What you should do:
Word for word, copy all the data and drop the pictures.

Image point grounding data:
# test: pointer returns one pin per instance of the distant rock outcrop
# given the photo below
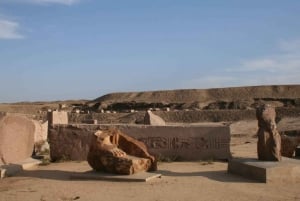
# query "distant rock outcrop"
(152, 119)
(16, 138)
(114, 152)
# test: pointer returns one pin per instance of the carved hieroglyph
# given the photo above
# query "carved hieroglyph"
(114, 152)
(269, 140)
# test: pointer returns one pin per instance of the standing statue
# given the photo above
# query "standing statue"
(269, 140)
(115, 152)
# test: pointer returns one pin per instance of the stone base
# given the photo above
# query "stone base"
(93, 175)
(286, 171)
(297, 151)
(13, 169)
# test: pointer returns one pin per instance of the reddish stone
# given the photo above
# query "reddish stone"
(269, 140)
(16, 138)
(114, 152)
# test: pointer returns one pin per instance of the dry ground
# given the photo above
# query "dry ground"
(190, 181)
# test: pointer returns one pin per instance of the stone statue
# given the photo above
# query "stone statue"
(269, 140)
(115, 152)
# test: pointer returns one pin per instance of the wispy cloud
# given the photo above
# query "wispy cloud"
(286, 60)
(9, 30)
(64, 2)
(280, 68)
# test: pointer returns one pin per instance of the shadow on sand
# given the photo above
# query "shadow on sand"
(220, 176)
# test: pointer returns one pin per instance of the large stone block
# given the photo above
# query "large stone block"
(16, 138)
(58, 117)
(69, 142)
(285, 171)
(198, 142)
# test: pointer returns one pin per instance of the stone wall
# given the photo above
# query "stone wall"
(201, 142)
(16, 138)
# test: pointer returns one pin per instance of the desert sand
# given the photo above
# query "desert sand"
(180, 181)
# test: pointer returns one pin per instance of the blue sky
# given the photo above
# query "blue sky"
(82, 49)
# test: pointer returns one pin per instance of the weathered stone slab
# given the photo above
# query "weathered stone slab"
(13, 169)
(16, 138)
(58, 117)
(184, 142)
(93, 175)
(154, 120)
(297, 152)
(285, 171)
(194, 142)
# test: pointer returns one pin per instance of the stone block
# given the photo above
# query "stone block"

Answer section:
# test: pointer returns one pin per instance of the distant rock outcrop
# given the photo below
# query "distant rock outcrop"
(152, 119)
(16, 138)
(114, 152)
# test: pointer returns one pin per instance of the carved hieroglyph
# given the photo above
# query "carved hieroglyph"
(114, 152)
(269, 140)
# test: pointer returns one pin per instance of the standing statue
# given the photo above
# query "standing statue"
(269, 140)
(115, 152)
# test: pointer returns one pin per instance of the stone base
# given the photo above
# query "stone base"
(93, 175)
(286, 171)
(297, 151)
(13, 169)
# test: pointer returns one pin per instance of the reddish stone
# given the photo above
# query "reddish stone"
(269, 140)
(16, 138)
(114, 152)
# test: pointer returns one pin per instance of the dry ground
# given the photo above
# query "dry ground"
(190, 181)
# test: pointer returns one pin per instance of the stone statue
# given the photo above
# query "stone statue"
(269, 140)
(115, 152)
# test: pointer returns one pin per instance of the wispy cloud
# given the photo above
# query "wispy cloud"
(286, 60)
(9, 30)
(64, 2)
(280, 68)
# test: pointer returns one pin per instance of the shadow on sand
# given the photo above
# query "shadow on sand"
(220, 176)
# test: pointer returns one pin per instance of the large stone block
# given the photo above
# query "large stone block"
(16, 138)
(58, 117)
(69, 142)
(285, 171)
(198, 142)
# test: pointer returns one pin per instance of the stone wall
# given the photo above
# query "stone wall"
(201, 142)
(16, 138)
# test: pointer returns one pin per instance of the desert sand
# given the photo above
# query "desert sand"
(180, 181)
# test: pointer returns one pin per instance of the blue sky
# given the photo above
# query "blue sky"
(82, 49)
# test: pointer returns one pin per instance of the weathered stone slab
# given the photo above
# query "weathered stone slab"
(13, 169)
(16, 138)
(58, 117)
(184, 142)
(93, 175)
(154, 120)
(297, 152)
(285, 171)
(194, 142)
# test: pointer returns one pin per instance of the stone block
# given the photo above
# query "stone block"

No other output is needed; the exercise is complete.